- REQUIREMENTS:
Every line from the one with "Give the segmentation of every instance of the grass" through the end of the records below should be restated word for word, and nothing outside that span.

* * *

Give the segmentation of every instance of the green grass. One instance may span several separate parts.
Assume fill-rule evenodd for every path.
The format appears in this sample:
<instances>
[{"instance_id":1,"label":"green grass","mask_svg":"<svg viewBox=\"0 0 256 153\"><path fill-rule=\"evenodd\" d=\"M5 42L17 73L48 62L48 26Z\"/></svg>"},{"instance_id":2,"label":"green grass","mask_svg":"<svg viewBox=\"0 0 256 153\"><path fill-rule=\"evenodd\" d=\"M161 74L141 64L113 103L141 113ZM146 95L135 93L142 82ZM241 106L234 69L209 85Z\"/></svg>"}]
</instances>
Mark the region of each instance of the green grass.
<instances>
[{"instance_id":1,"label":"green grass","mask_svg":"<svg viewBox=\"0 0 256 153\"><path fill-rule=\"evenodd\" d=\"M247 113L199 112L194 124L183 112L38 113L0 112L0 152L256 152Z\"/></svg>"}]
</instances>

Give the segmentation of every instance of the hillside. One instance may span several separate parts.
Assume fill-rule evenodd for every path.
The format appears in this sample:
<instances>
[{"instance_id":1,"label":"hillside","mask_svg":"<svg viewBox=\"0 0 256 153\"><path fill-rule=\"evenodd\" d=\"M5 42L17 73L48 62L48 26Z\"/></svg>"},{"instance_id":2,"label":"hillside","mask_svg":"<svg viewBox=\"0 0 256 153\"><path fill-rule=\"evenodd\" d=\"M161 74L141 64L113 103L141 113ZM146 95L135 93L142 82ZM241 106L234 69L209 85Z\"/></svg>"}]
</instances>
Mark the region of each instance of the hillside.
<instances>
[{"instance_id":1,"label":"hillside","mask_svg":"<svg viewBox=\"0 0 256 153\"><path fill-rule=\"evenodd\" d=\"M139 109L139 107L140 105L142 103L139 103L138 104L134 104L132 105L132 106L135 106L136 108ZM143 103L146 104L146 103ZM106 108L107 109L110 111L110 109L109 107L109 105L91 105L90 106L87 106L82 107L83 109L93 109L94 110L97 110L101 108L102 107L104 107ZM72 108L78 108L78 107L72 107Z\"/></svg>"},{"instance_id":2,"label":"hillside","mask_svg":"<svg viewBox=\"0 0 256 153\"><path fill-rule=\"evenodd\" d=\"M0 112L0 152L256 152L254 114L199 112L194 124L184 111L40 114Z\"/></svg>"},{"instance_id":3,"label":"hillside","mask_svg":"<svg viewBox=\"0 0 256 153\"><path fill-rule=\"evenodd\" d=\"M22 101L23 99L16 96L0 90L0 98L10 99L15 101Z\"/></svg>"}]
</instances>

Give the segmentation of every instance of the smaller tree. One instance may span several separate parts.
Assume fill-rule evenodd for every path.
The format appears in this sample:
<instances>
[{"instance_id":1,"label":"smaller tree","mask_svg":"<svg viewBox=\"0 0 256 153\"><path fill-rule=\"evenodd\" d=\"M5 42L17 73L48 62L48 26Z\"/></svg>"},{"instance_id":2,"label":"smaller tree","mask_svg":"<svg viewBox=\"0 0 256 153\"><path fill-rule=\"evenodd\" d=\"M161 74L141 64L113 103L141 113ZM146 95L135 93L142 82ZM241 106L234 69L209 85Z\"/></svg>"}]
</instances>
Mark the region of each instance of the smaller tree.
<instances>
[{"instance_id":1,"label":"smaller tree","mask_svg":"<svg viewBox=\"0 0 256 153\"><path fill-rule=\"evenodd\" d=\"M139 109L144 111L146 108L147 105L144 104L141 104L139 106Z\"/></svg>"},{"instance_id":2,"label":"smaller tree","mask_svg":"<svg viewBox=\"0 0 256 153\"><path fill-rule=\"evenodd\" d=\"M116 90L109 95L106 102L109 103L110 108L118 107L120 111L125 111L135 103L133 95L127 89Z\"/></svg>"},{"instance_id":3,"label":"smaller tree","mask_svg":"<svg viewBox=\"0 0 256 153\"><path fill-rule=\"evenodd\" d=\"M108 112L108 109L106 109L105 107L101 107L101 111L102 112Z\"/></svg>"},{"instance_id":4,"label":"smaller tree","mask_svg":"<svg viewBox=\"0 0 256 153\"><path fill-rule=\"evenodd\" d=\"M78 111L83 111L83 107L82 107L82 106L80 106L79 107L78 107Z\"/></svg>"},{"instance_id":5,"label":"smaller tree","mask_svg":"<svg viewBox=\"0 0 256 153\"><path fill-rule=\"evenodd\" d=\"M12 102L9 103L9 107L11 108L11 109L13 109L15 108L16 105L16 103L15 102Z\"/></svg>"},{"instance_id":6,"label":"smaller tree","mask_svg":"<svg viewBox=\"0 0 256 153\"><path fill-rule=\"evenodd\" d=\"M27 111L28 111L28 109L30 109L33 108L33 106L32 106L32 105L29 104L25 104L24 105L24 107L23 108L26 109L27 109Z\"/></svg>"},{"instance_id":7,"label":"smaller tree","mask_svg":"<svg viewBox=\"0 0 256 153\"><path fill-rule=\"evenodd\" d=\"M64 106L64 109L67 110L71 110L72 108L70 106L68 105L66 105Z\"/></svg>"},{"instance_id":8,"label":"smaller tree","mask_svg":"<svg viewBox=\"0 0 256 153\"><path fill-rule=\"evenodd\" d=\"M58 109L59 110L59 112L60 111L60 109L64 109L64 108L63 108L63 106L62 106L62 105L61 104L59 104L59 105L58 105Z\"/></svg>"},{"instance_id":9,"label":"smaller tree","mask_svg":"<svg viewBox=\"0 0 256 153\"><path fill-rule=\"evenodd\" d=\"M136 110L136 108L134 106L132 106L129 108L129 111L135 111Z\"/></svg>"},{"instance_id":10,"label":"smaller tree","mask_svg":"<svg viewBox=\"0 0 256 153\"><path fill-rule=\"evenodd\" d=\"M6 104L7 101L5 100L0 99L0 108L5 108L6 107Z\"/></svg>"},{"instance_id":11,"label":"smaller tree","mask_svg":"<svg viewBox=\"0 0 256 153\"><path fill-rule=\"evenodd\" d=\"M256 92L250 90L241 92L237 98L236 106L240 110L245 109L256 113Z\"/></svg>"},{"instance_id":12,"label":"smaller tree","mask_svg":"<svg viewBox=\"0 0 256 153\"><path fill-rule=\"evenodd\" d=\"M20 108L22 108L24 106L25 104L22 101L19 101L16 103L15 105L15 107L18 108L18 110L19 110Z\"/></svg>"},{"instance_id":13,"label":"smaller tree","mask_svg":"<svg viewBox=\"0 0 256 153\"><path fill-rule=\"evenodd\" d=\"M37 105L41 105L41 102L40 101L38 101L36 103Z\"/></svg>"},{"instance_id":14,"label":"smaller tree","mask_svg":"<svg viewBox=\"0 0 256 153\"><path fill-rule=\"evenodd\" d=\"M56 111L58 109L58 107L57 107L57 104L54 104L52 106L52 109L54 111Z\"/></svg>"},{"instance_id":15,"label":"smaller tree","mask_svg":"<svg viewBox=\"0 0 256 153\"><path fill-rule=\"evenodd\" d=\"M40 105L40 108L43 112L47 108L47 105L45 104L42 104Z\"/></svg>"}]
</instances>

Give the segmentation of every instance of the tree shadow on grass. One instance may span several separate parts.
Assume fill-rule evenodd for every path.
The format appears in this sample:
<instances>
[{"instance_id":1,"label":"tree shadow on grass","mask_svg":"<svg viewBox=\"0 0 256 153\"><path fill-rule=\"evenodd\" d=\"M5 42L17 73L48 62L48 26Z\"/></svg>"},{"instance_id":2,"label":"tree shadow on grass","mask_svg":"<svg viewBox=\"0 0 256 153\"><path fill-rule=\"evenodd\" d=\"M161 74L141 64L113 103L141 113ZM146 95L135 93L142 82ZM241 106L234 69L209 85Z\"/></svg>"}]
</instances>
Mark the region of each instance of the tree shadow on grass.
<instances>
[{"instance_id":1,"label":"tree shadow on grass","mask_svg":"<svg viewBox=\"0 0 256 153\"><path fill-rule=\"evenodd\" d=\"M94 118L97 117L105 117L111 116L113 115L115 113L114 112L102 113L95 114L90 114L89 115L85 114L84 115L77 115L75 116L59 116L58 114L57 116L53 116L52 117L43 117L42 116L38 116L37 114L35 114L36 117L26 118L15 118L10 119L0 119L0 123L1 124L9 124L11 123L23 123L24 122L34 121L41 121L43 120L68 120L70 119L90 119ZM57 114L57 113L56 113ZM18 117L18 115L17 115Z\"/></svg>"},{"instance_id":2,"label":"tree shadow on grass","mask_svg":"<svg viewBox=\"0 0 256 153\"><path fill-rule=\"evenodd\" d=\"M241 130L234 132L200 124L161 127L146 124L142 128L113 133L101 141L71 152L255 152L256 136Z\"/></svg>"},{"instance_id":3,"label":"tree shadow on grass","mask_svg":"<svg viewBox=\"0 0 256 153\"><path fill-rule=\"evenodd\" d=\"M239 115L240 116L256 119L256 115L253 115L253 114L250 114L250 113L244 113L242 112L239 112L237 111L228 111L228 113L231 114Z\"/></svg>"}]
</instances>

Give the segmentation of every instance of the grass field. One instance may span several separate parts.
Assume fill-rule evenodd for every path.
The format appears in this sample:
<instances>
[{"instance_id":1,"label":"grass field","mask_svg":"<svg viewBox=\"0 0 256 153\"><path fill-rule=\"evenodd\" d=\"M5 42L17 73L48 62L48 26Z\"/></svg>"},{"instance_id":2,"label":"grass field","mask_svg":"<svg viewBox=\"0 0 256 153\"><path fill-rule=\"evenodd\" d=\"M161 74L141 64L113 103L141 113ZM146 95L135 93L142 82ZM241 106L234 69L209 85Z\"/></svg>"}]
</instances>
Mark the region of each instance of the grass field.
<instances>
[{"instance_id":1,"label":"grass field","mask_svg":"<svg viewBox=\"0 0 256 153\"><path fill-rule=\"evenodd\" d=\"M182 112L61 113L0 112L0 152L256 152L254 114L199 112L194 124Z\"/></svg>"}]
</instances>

* * *

- EXERCISE SOLUTION:
Give the segmentation of every instance of the grass field. One instance may span several separate parts.
Assume fill-rule evenodd for every path.
The format appears in this sample:
<instances>
[{"instance_id":1,"label":"grass field","mask_svg":"<svg viewBox=\"0 0 256 153\"><path fill-rule=\"evenodd\" d=\"M5 42L17 73L48 62L48 26Z\"/></svg>"},{"instance_id":2,"label":"grass field","mask_svg":"<svg viewBox=\"0 0 256 153\"><path fill-rule=\"evenodd\" d=\"M161 74L141 64L113 103L141 113ZM146 95L135 93L142 82ZM241 106L234 69L209 85Z\"/></svg>"}]
</instances>
Mark the region of each instance of the grass field.
<instances>
[{"instance_id":1,"label":"grass field","mask_svg":"<svg viewBox=\"0 0 256 153\"><path fill-rule=\"evenodd\" d=\"M182 112L61 113L0 112L0 152L256 152L254 114L199 112L194 124Z\"/></svg>"}]
</instances>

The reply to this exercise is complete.